| ASSIGNMENT |
Reprint the lines below as they are, minus the pictures.

Content starts

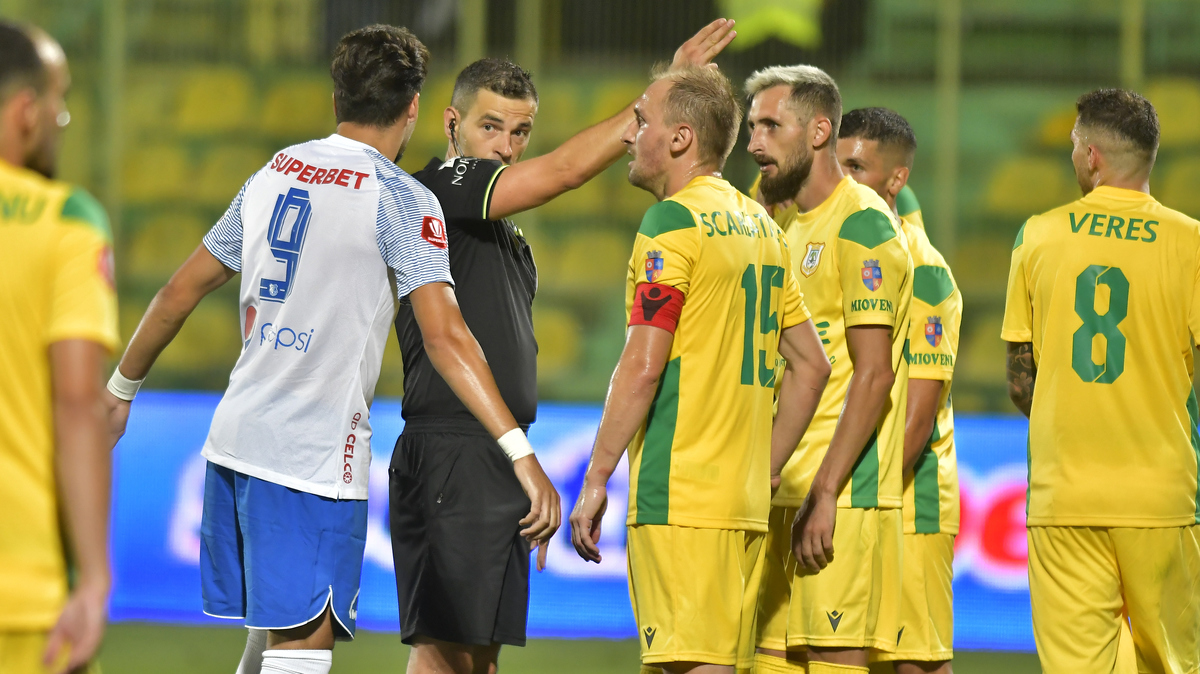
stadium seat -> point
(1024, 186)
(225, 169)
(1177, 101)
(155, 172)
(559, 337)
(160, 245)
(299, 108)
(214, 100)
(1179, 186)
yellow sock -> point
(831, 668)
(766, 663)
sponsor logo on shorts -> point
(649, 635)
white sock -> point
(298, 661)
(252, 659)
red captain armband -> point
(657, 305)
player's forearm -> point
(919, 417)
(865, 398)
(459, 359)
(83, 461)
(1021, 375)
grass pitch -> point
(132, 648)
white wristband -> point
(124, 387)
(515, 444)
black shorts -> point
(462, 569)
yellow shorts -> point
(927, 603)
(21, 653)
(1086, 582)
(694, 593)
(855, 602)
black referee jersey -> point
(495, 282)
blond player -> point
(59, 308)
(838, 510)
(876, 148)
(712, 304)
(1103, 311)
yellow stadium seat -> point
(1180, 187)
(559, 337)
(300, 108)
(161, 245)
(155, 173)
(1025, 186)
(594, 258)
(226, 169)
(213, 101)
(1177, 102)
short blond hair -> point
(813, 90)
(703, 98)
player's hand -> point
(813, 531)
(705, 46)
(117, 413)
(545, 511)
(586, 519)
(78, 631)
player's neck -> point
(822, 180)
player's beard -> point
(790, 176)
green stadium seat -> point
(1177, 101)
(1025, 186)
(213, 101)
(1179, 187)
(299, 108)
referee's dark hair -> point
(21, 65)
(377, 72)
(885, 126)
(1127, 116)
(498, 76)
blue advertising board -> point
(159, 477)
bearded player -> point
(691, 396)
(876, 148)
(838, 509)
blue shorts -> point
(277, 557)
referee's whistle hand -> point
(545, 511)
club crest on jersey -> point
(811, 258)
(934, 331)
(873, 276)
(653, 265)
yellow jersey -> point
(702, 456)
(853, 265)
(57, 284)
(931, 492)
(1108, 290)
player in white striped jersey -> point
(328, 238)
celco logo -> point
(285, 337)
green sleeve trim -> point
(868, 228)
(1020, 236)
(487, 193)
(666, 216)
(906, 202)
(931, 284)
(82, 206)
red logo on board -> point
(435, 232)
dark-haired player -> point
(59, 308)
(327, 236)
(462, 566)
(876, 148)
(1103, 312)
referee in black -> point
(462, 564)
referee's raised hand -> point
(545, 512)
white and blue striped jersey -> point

Content ends

| SOLVED EXERCISE |
stadium seat -> point
(1024, 186)
(225, 169)
(1177, 101)
(155, 172)
(559, 337)
(160, 245)
(299, 108)
(214, 100)
(1179, 186)
yellow sock -> point
(831, 668)
(766, 663)
sponsor logo on shorts -> point
(649, 635)
white sock -> point
(298, 661)
(252, 659)
red captain armband -> point
(657, 305)
player's forearm -> point
(919, 417)
(865, 398)
(459, 359)
(83, 461)
(1021, 375)
grass pitch -> point
(132, 648)
white wristband -> point
(124, 387)
(515, 444)
black shorts -> point
(462, 569)
yellow shorts -> point
(927, 603)
(21, 653)
(1086, 582)
(694, 593)
(855, 602)
black referee jersey -> point
(495, 282)
blond player -> point
(59, 308)
(838, 510)
(876, 148)
(712, 304)
(1103, 311)
yellow stadium seat -> point
(1180, 187)
(559, 337)
(300, 108)
(161, 245)
(155, 173)
(1025, 186)
(594, 258)
(226, 169)
(213, 101)
(1177, 102)
short blond hair -> point
(813, 90)
(703, 98)
player's hand -> point
(813, 531)
(705, 46)
(117, 413)
(545, 511)
(586, 519)
(78, 631)
player's neck -> point
(822, 180)
player's beard -> point
(790, 176)
green stadium seat -> point
(1177, 101)
(1025, 186)
(213, 101)
(1179, 187)
(299, 108)
referee's dark hair -> point
(21, 65)
(377, 72)
(885, 126)
(1127, 116)
(498, 76)
blue advertising board -> point
(159, 477)
bearded player -> point
(691, 396)
(876, 148)
(838, 509)
blue shorts -> point
(277, 557)
referee's whistle hand -> point
(545, 511)
club crest on jersey -> point
(811, 258)
(934, 331)
(873, 276)
(653, 265)
yellow jersey -> point
(702, 456)
(853, 265)
(57, 284)
(931, 492)
(1108, 290)
player in white striped jersey -> point
(328, 238)
celco logo -> point
(285, 337)
green sleeve trim -> point
(868, 228)
(1020, 236)
(487, 193)
(666, 216)
(906, 202)
(931, 284)
(82, 206)
red logo on board -> point
(435, 232)
dark-haired player -> point
(59, 308)
(327, 236)
(462, 566)
(876, 148)
(1103, 312)
referee in black -> point
(462, 564)
referee's raised hand -> point
(545, 512)
white and blue striped jersey -> point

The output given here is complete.